## Start EXCERPTED PASSAGE
Originally Published: November 08, 2007

Some other memorable pieces of poetry-criticism, poetry-describing, and poetry-introducing from last week's conference in Long Beach: why Russians usually avoid free verse; what Robert Creeley has to do with English in China; George Oppen and vertiginous pictures of buildings; and Exile (not the punk band), all explained below the fold.


Brian Reed, who also wrote a good book about Hart Crane, introduced the Russian-language poet Gennadi Aggi, who does something rare in Russian, though common in English: he writes in free verse.
Why is it rare in Russian? Not only (says Brian) are the various traditions associated with various metres in Russian (e.g. tetrameter means Pushkin) much stronger in twentieth-century poetry than the analogoues traditions in English, but the language itself tends to fall into metrical patterns, the way English, in most of its dialects, falls into iambics, but far more so. You have to try to write in free verse, and when you do you are participating in a particular set of often mystical, religious or prophetic ambitions, associated either with Vladimir Mayakovsky and Revolutionary-period or early Soviet futurism, or with Velimir Khlebnikov, who also wanted to take apart Russian traditions.
Aigi came from Chuvashia, where his bloodline includes shamans-- he's interested in Central Asian shamanism; his Moscow circle in the 1950s admired the work of Khlebnikov, and he worked in the 1960s in the Mayakovsky museum, where he saw mystical works by Russian abstract artists, such as Malevich, not yet permitted on public display.
All this meant that Aigi wanted to write and did write a disorienting and overtly mystical kind of free verse. Free verse in Russian is (as it is not in English) "a repudiation of the way poetry works": it is, has to be, self-conscious about what it makes its readers do. It's also linked to visual and concrete poetry, to poems that make overt use of page layout and typography-- as Mayakovsky did-- and as most English and American free verse does not. Aigi (Brian says) became the first important writer of free verse in post-Stalinist Russia: his work deserves more and better translation, as well as more introductions for English-speaking readers, of the kind Brian gave.
## End EXCERPTED PASSAGE
## Start EXTRACTED ENTRIES
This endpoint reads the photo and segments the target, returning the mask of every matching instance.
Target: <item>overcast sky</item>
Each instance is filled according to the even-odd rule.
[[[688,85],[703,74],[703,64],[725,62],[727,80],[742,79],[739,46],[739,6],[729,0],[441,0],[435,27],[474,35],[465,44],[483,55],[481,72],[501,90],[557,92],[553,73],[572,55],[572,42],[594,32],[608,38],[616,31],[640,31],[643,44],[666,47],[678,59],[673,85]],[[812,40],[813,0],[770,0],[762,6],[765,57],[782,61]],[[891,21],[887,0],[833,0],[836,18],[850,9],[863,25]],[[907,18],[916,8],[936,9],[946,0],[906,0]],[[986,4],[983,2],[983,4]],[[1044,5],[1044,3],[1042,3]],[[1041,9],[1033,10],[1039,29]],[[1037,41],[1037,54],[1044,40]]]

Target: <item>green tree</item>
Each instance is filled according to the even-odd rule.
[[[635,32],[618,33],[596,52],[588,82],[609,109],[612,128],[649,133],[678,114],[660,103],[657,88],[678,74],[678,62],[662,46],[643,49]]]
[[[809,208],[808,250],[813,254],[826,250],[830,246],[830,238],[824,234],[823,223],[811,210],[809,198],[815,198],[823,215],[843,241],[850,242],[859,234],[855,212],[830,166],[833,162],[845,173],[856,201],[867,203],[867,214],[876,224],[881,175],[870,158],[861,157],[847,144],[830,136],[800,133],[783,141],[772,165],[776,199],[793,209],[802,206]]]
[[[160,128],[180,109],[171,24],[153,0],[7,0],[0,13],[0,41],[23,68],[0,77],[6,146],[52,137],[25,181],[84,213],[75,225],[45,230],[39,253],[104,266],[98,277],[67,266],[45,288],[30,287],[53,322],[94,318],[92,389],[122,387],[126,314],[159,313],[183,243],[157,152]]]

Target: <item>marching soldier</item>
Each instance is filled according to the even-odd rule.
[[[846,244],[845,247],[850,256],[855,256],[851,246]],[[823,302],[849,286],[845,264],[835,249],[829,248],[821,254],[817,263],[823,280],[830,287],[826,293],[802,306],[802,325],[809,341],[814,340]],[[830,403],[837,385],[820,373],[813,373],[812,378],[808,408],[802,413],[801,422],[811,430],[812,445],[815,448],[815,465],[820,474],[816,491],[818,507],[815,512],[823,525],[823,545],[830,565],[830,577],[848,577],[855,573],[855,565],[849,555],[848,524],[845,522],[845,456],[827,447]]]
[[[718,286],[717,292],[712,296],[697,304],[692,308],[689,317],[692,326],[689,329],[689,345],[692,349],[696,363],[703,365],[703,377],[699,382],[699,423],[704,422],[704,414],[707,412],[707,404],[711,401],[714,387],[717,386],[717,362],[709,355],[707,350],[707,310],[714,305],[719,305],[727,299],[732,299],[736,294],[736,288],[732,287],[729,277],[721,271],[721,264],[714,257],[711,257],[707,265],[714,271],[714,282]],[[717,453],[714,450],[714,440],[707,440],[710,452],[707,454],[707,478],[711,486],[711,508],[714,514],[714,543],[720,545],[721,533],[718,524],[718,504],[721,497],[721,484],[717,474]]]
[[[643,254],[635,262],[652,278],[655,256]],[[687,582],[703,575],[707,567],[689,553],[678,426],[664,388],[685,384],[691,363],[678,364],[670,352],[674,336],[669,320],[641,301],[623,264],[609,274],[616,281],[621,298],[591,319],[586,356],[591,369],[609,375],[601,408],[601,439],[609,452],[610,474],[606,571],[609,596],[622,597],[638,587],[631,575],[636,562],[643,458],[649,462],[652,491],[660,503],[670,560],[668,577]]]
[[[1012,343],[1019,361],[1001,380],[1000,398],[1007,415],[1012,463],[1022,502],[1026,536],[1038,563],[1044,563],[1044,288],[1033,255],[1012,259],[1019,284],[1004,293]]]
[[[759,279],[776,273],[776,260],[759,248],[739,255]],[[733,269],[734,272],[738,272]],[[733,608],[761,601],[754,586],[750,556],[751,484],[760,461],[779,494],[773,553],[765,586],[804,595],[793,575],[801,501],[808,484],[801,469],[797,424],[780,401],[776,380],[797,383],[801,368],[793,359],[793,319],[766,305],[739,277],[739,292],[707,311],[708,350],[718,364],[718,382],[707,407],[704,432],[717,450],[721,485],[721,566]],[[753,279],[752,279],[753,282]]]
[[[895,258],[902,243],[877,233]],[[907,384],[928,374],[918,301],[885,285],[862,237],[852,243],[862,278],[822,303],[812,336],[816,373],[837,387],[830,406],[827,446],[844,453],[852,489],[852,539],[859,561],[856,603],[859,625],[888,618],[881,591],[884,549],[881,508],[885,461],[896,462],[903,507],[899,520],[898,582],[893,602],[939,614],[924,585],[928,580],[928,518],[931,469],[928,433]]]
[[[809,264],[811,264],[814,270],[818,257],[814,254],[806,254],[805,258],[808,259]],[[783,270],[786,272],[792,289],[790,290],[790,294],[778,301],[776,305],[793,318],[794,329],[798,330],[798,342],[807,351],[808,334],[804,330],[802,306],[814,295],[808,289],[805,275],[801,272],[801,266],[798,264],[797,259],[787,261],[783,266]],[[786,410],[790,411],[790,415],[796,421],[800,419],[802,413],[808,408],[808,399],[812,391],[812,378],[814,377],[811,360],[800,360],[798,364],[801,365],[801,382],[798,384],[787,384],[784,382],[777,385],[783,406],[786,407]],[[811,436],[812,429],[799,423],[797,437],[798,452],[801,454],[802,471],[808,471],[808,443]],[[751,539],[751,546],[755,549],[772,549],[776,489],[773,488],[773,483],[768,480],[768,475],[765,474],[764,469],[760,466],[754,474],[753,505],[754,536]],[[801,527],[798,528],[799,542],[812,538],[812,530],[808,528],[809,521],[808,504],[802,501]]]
## End EXTRACTED ENTRIES
* **EXERCISE SET**:
1 – In the passage on Russian free verse, which metre is said to mean Pushkin?
2 – Transcribe the part of the passage on Russian free verse starting with "Why is it rare" and going on through "apart Russian traditions.".
The records bear no relation to the passage on Russian free verse.

* **OUTPUTS IN ORDER**:
1 – Tetrameter.

2 –
Why is it rare in Russian? Not only (says Brian) are the various traditions associated with various metres in Russian (e.g. tetrameter means Pushkin) much stronger in twentieth-century poetry than the analogoues traditions in English, but the language itself tends to fall into metrical patterns, the way English, in most of its dialects, falls into iambics, but far more so. You have to try to write in free verse, and when you do you are participating in a particular set of often mystical, religious or prophetic ambitions, associated either with Vladimir Mayakovsky and Revolutionary-period or early Soviet futurism, or with Velimir Khlebnikov, who also wanted to take apart Russian traditions.